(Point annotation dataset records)
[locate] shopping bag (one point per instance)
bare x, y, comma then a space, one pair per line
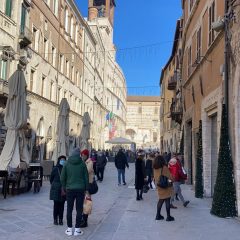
87, 205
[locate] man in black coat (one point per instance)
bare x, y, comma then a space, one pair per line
121, 163
100, 164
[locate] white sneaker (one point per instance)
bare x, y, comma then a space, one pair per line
69, 231
78, 232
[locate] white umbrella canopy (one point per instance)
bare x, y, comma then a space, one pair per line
85, 132
62, 142
15, 119
119, 140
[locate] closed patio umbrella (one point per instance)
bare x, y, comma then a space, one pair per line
15, 120
85, 132
62, 143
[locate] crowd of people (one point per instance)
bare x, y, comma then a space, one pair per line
73, 181
166, 172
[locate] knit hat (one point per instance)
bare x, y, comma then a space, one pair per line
85, 152
75, 152
141, 153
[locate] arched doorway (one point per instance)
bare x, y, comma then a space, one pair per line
49, 143
130, 133
39, 144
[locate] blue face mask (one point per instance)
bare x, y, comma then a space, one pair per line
62, 162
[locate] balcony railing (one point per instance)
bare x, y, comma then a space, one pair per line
25, 36
176, 110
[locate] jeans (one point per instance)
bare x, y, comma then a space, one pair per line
121, 172
73, 195
100, 173
177, 190
159, 206
58, 209
149, 181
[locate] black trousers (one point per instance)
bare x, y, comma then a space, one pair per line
73, 195
100, 173
95, 168
149, 180
58, 209
159, 206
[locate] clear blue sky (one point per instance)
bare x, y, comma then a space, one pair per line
141, 23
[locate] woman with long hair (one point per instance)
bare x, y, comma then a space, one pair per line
164, 194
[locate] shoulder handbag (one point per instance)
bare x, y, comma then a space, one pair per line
182, 173
87, 205
163, 181
93, 187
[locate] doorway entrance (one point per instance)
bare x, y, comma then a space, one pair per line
189, 151
214, 152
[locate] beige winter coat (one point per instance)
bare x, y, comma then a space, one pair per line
163, 193
89, 165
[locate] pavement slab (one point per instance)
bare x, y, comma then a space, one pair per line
116, 216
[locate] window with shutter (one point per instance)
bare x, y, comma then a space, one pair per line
8, 9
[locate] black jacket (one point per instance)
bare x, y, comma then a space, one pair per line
149, 169
139, 173
101, 161
56, 186
121, 160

• **Your instructions**
Duplicate all of the data above line for line, leaving the pictures out.

• **Answer to the task**
[locate] shopping bag (one point per instance)
bare x, y, comma then a space, one pair per line
87, 205
[locate] man in black coat (one point per instance)
bare x, y, comma then a space, one pair per line
121, 163
100, 164
[locate] white sneaker (one point per instance)
bare x, y, comma then a space, one pair per line
69, 231
78, 232
[locate] white umbrella canopy (one point per instance)
bare x, y, comma then a space, one pair per line
85, 132
62, 142
15, 119
119, 140
[locate] closed patio umbrella (one point per instance)
bare x, y, comma then a space, one pair per line
15, 120
85, 132
62, 143
[locate] crowd of people (one point per instance)
bare x, y, comma then a space, one pair per line
73, 181
166, 172
[locate] knit hat (one point per instance)
bare x, y, comma then a space, one pair per line
85, 152
75, 152
141, 153
[locate] arched doorway (one point per instance)
bare x, y, comma then a space, one pair per line
49, 143
130, 133
39, 144
[locate] blue face mask (one point per instance)
bare x, y, comma then a space, one pair per line
62, 162
[locate] balcony railing (one point per instance)
bare x, y, comma then a space, one pair per line
25, 36
176, 110
[locate] jeans (one point per instance)
bare x, y, comma then a space, one pair per line
121, 172
73, 195
100, 173
177, 190
159, 206
58, 209
149, 181
[locate] black trousers (one point per instance)
bare x, y, comma then a space, one pair per line
73, 195
100, 173
95, 168
149, 180
58, 209
159, 206
[locate] clear blue sky (one point per instance)
bare x, y, comma then a space, one pair per line
141, 23
[locate] woman with long hair (one point per instance)
bare x, y, comma then a space, one pair per line
164, 194
[locate] shoulder handbag (one point per instance)
bare x, y, comma then a space, one pair per line
182, 173
87, 205
163, 181
93, 187
[locate] doorway entrance (one point per instance)
bare x, y, comma then a space, one pair per line
189, 151
214, 152
[locate] beige winter coat (one point per instance)
bare x, y, comma then a space, one pair per line
163, 193
89, 165
[locate] pavement slab (one point per instance)
bare x, y, comma then a space, one pair per line
116, 216
[locate] window with shutter (one point per instance)
bare x, y, comma then a space, one pair per line
8, 9
[locate] black jacket (one point per instance)
bare x, y, comma then a space, one pair per line
149, 169
139, 173
101, 161
56, 186
121, 160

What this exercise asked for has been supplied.